## TASK INSTRUCTIONS
In your copy of the entries below, keep every word exactly and leave out all images.

## Image-grounded pointing data

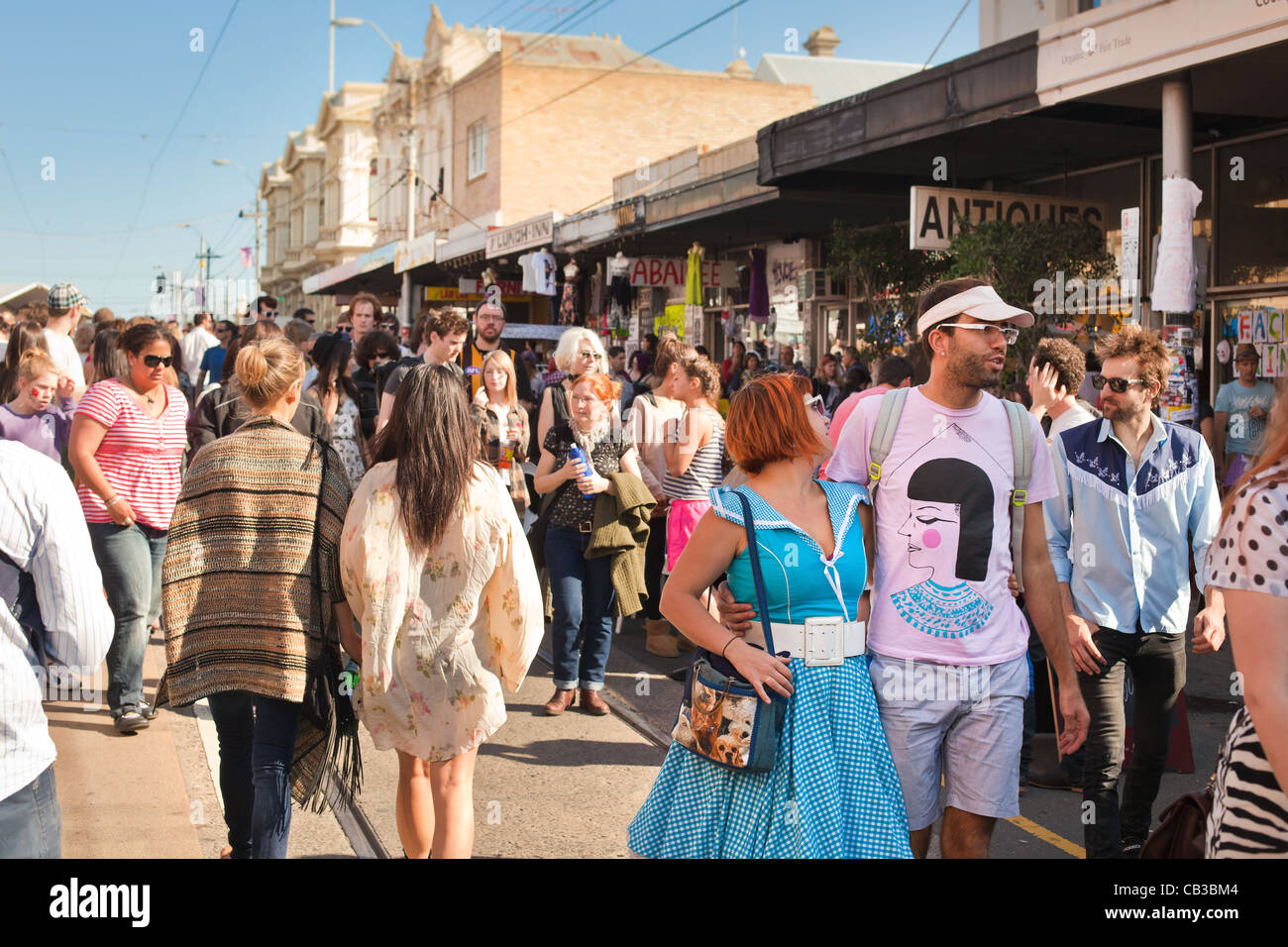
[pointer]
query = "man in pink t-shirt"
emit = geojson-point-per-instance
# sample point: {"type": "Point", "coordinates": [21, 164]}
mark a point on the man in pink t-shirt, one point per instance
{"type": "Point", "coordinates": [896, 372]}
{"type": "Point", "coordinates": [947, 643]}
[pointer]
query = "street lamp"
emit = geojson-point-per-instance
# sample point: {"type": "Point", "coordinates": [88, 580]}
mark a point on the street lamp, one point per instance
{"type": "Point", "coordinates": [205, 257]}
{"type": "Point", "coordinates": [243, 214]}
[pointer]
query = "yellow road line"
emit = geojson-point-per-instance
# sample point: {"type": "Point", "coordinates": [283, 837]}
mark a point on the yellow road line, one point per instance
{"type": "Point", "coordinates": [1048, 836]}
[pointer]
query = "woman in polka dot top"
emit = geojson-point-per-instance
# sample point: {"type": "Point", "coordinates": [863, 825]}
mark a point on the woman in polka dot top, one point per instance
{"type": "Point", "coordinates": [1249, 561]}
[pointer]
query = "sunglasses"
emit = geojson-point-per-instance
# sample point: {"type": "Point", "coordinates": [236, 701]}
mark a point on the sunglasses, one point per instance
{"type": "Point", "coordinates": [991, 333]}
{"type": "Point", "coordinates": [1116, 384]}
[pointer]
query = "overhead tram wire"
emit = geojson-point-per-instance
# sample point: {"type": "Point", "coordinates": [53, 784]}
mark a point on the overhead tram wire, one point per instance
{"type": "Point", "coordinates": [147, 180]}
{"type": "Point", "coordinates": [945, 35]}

## TASK RESPONSE
[pointer]
query = "man in pink t-shirt"
emit = geojson-point-per-instance
# sample point: {"type": "Point", "coordinates": [21, 164]}
mark a point on the man in pink t-shirt, one point per instance
{"type": "Point", "coordinates": [896, 372]}
{"type": "Point", "coordinates": [947, 643]}
[pointer]
query = "street lamp"
emit = geojson-point-per-instance
# sample point: {"type": "Point", "coordinates": [88, 580]}
mark a point on the street lamp, one point per instance
{"type": "Point", "coordinates": [205, 257]}
{"type": "Point", "coordinates": [243, 214]}
[pointer]
query = "yellow road line"
emit = geojson-point-per-instance
# sample point: {"type": "Point", "coordinates": [283, 837]}
mark a point on the yellow road line, one point per instance
{"type": "Point", "coordinates": [1048, 836]}
[pointer]
query = "woman in polka dot top"
emit = geojson-point-per-instance
# sample point: {"type": "Point", "coordinates": [863, 825]}
mark a point on the woman in polka dot top, one point per instance
{"type": "Point", "coordinates": [1249, 561]}
[pointer]
query = "sunglasses"
emit = geojson-point-per-instance
# sample point: {"type": "Point", "coordinates": [236, 701]}
mark a point on the sunglasses, one point per instance
{"type": "Point", "coordinates": [991, 333]}
{"type": "Point", "coordinates": [1116, 384]}
[pointer]
query = "overhead tram wire"
emit = geojson-point-per-instance
# sample point: {"type": "Point", "coordinates": [53, 784]}
mark a point on the overhead tram wire, one point per instance
{"type": "Point", "coordinates": [147, 180]}
{"type": "Point", "coordinates": [945, 35]}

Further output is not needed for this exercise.